▶ _Dataset content_:
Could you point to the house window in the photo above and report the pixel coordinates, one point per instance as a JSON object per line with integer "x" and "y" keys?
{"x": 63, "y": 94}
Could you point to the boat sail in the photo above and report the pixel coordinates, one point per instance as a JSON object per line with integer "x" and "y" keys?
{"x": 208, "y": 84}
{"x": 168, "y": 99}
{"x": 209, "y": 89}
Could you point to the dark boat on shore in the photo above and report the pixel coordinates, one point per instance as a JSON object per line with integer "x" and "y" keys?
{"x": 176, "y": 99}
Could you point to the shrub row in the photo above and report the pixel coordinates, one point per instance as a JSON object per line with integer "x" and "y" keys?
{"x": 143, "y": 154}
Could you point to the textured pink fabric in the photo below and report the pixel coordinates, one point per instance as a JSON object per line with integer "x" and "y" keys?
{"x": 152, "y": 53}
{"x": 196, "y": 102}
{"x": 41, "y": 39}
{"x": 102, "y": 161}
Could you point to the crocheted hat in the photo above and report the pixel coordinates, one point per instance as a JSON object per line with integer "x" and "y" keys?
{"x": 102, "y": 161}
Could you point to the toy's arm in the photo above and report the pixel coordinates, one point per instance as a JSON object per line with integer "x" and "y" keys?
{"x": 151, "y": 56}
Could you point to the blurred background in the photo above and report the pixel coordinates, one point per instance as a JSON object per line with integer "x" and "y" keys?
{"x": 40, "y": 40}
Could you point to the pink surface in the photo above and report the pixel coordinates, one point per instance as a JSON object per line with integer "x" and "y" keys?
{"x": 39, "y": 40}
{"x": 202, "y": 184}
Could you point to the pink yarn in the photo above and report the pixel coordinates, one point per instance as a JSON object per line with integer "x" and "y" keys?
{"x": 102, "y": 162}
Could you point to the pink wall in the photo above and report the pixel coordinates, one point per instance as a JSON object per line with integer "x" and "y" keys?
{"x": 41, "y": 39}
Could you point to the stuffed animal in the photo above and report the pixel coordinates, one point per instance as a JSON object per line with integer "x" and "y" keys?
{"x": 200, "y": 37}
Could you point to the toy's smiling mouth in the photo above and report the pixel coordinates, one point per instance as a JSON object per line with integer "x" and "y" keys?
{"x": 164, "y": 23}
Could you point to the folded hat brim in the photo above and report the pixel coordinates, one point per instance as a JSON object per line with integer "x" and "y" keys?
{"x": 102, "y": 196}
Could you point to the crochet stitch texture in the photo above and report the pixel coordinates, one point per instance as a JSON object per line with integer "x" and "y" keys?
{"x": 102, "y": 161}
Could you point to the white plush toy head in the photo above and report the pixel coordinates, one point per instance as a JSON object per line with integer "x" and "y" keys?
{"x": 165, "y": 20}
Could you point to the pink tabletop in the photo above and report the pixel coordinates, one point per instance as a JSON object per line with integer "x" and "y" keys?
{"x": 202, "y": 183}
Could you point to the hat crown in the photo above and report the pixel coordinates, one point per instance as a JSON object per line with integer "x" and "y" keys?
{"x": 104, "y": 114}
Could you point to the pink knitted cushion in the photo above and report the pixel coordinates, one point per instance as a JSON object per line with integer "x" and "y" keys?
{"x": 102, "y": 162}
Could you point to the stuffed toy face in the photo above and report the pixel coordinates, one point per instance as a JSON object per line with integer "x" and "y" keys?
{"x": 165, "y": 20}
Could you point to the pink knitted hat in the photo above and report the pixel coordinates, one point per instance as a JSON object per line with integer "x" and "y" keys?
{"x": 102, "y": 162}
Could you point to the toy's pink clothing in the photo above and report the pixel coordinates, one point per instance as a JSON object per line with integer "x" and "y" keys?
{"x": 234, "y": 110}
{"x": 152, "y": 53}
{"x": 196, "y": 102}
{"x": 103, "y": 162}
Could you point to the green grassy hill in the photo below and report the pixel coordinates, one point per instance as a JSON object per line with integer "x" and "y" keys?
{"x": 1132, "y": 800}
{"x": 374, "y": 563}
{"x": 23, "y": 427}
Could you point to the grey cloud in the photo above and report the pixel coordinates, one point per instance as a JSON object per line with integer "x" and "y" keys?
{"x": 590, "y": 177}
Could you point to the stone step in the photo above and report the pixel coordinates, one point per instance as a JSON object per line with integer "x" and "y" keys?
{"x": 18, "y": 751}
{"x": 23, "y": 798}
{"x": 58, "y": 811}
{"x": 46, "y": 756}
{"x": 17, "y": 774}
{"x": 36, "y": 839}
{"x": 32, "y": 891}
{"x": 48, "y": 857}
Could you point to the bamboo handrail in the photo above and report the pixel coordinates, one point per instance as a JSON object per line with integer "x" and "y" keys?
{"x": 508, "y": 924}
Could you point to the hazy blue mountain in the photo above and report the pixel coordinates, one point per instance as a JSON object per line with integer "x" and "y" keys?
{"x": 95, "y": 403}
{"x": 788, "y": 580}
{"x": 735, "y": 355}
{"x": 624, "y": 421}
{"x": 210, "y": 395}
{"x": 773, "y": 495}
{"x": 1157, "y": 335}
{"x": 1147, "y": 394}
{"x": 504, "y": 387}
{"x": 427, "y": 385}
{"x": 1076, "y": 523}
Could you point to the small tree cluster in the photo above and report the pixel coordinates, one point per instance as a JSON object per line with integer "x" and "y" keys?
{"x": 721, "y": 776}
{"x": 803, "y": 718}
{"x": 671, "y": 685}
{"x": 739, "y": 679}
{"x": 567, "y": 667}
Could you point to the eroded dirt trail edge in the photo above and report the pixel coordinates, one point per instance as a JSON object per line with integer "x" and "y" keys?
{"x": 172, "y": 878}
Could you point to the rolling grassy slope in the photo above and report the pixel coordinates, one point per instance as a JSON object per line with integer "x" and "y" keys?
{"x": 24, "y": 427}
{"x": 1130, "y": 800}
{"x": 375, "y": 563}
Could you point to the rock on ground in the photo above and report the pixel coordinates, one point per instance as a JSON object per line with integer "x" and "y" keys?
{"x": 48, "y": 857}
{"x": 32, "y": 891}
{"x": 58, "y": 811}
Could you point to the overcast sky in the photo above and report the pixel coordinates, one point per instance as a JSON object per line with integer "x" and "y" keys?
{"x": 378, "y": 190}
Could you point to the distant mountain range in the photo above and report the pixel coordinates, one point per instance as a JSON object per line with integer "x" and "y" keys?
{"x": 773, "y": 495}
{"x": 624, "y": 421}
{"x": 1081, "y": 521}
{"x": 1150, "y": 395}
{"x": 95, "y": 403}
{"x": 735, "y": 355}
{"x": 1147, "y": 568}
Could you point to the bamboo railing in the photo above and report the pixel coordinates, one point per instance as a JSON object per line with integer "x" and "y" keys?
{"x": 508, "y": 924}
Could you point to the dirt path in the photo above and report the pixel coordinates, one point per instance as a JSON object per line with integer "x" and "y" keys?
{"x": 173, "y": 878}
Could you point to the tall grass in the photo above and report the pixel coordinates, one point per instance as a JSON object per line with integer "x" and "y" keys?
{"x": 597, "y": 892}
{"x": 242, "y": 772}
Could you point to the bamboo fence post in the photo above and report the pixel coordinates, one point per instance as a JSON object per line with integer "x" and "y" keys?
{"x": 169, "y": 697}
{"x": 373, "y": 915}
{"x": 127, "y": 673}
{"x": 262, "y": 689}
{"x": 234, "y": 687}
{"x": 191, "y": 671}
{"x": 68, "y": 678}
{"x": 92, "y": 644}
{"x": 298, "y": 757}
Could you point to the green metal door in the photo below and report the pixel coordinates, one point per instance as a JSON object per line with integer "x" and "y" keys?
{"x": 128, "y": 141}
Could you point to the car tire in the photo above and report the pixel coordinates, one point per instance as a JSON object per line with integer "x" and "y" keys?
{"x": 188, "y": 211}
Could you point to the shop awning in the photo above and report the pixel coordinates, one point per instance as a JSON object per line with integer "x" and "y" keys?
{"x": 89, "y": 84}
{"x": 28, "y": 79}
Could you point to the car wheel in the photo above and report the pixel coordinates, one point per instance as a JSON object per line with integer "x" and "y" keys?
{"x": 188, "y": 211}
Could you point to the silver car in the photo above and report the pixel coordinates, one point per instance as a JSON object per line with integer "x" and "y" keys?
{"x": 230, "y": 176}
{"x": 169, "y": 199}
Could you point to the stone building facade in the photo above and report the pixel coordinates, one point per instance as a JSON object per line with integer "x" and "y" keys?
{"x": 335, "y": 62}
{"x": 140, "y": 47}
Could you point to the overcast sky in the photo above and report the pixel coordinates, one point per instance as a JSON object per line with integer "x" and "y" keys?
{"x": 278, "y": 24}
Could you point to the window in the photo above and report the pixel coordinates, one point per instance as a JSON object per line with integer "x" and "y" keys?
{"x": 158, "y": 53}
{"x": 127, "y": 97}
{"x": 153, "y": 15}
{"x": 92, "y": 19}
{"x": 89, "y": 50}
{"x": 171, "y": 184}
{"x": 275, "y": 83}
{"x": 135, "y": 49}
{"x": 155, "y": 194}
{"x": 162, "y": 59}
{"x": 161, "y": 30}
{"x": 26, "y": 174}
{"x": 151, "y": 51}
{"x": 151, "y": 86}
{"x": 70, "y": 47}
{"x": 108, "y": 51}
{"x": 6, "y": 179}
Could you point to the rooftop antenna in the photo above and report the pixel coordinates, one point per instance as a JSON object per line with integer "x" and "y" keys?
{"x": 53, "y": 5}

▶ _What you will do_:
Nothing outside the span should appear: transcribe the lines from the one containing "Could you point to the green metal" through the last line of the records.

▶ _Complete answer_:
Could you point to the green metal door in the photo below and report the pixel coordinates, one point per instance as a JSON object per line with integer "x" and "y" keys?
{"x": 128, "y": 141}
Could you point to the car tire in the photo above and report the pixel coordinates, one point per instance as a JSON object per line with integer "x" and "y" keys?
{"x": 188, "y": 211}
Could you point to the shop awning in the photo above and report the pixel coordinates, one point per instance as a JSON object per line with integer "x" and "y" keys?
{"x": 89, "y": 84}
{"x": 28, "y": 79}
Could you point to the car wheel in the photo above and report the pixel coordinates, one point per instance as a JSON object per line with integer "x" and "y" keys?
{"x": 188, "y": 211}
Could you point to the silver car in the photo above and report the pixel coordinates, one point per instance as a JSON object per line with integer "x" and "y" keys?
{"x": 230, "y": 176}
{"x": 169, "y": 199}
Could you point to the stone building facade in the photo above and report the pixel coordinates, one point per instance as a JSON object per line with integer "x" and "y" keys?
{"x": 335, "y": 62}
{"x": 140, "y": 47}
Could you point to the overcast sky in the photo above and report the pixel coordinates, one point per instance as a JSON object per line with integer "x" and "y" keys?
{"x": 278, "y": 24}
Could you point to the window in the photo above and report the pixel coordinates, one point per instance as a JSON object per line with integer "x" and "y" keys?
{"x": 158, "y": 53}
{"x": 127, "y": 97}
{"x": 153, "y": 15}
{"x": 92, "y": 19}
{"x": 89, "y": 50}
{"x": 171, "y": 184}
{"x": 275, "y": 83}
{"x": 135, "y": 49}
{"x": 155, "y": 194}
{"x": 162, "y": 59}
{"x": 161, "y": 30}
{"x": 26, "y": 174}
{"x": 151, "y": 51}
{"x": 151, "y": 86}
{"x": 70, "y": 47}
{"x": 108, "y": 51}
{"x": 6, "y": 179}
Could you point to the rooftop antenna in the photo above and report the pixel coordinates, one point per instance as a JSON object per line with integer "x" and "y" keys?
{"x": 53, "y": 5}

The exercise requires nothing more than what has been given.